BEGIN

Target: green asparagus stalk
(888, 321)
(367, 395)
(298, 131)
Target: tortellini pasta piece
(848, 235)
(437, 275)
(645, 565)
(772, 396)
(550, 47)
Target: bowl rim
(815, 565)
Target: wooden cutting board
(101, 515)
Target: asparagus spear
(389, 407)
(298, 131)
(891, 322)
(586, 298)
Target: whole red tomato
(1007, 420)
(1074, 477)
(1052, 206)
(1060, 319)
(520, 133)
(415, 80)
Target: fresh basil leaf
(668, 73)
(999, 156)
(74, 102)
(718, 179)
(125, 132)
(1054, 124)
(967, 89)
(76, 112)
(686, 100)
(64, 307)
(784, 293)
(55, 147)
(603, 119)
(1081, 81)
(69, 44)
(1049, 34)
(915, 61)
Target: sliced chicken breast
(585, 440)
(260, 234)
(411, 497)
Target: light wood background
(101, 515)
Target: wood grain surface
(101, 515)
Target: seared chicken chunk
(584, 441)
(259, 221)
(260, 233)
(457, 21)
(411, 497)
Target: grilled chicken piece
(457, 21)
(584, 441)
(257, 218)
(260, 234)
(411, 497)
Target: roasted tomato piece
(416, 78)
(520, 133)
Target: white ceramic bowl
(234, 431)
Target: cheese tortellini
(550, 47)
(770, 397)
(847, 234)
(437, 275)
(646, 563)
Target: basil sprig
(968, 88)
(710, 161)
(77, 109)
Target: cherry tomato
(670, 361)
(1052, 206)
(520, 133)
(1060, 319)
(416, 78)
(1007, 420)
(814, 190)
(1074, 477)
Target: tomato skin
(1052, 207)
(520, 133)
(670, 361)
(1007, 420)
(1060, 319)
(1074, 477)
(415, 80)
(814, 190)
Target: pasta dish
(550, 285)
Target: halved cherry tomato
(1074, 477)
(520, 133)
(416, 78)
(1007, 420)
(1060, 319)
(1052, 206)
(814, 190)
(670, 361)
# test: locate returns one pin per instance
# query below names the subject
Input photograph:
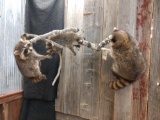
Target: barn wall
(83, 90)
(11, 26)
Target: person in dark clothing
(39, 98)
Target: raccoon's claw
(37, 79)
(44, 77)
(49, 56)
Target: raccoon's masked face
(23, 49)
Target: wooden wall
(83, 93)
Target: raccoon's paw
(36, 79)
(49, 48)
(43, 77)
(48, 56)
(77, 47)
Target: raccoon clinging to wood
(128, 62)
(28, 60)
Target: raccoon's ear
(16, 52)
(21, 40)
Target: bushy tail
(119, 84)
(59, 69)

END

• **What you are asked to do**
Without any of its pictures, the listing is to be repeated exactly as it stands.

• **Output below**
Target: green asparagus stalk
(888, 321)
(367, 395)
(298, 131)
Target: tortellini pasta piece
(848, 235)
(437, 275)
(645, 565)
(772, 396)
(550, 47)
Target: bowl rim
(815, 565)
Target: wooden cutting board
(101, 515)
Target: asparagus spear
(389, 407)
(298, 131)
(891, 322)
(586, 298)
Target: whole red tomato
(1007, 420)
(1074, 477)
(1052, 206)
(1060, 319)
(520, 133)
(415, 80)
Target: fresh basil leaf
(668, 73)
(999, 156)
(74, 102)
(718, 179)
(125, 132)
(1054, 124)
(967, 89)
(76, 112)
(686, 100)
(64, 307)
(784, 293)
(55, 147)
(603, 119)
(1081, 81)
(69, 44)
(1049, 34)
(915, 61)
Target: sliced chicken breast
(585, 440)
(260, 234)
(411, 497)
Target: light wood background
(101, 515)
Target: wood grain surface
(101, 515)
Target: seared chicken chunk
(584, 441)
(259, 221)
(260, 233)
(457, 21)
(411, 497)
Target: grilled chicken piece
(457, 21)
(584, 441)
(257, 218)
(260, 234)
(411, 497)
Target: roasted tomato piece
(416, 78)
(520, 133)
Target: white ceramic bowl
(234, 431)
Target: cheese tortellini
(550, 47)
(770, 397)
(847, 234)
(437, 275)
(646, 563)
Target: basil sprig
(968, 88)
(710, 161)
(77, 109)
Target: cherry tomato
(670, 361)
(1052, 206)
(520, 133)
(1060, 319)
(416, 78)
(1007, 420)
(814, 190)
(1074, 477)
Target: tomato skin
(1052, 207)
(520, 133)
(670, 361)
(1007, 420)
(1060, 319)
(1074, 477)
(415, 80)
(814, 190)
Target: pasta dish
(550, 285)
Target: halved cherry tomato
(1074, 477)
(520, 133)
(416, 78)
(1007, 420)
(1060, 319)
(1052, 206)
(814, 190)
(670, 361)
# test: locate returns one pin per instance
# query below names the subject
Input photograph:
Target: barn wall
(83, 90)
(11, 26)
Target: person in dark clothing
(39, 98)
Target: raccoon's claw
(37, 79)
(44, 77)
(49, 56)
Target: raccoon's masked face
(23, 49)
Target: wooden wall
(83, 93)
Target: raccoon's paw
(36, 79)
(49, 48)
(43, 77)
(48, 56)
(77, 47)
Target: raccoon clinging to wood
(128, 62)
(28, 60)
Target: raccoon's ear
(16, 52)
(21, 40)
Target: bushy tail
(119, 84)
(59, 69)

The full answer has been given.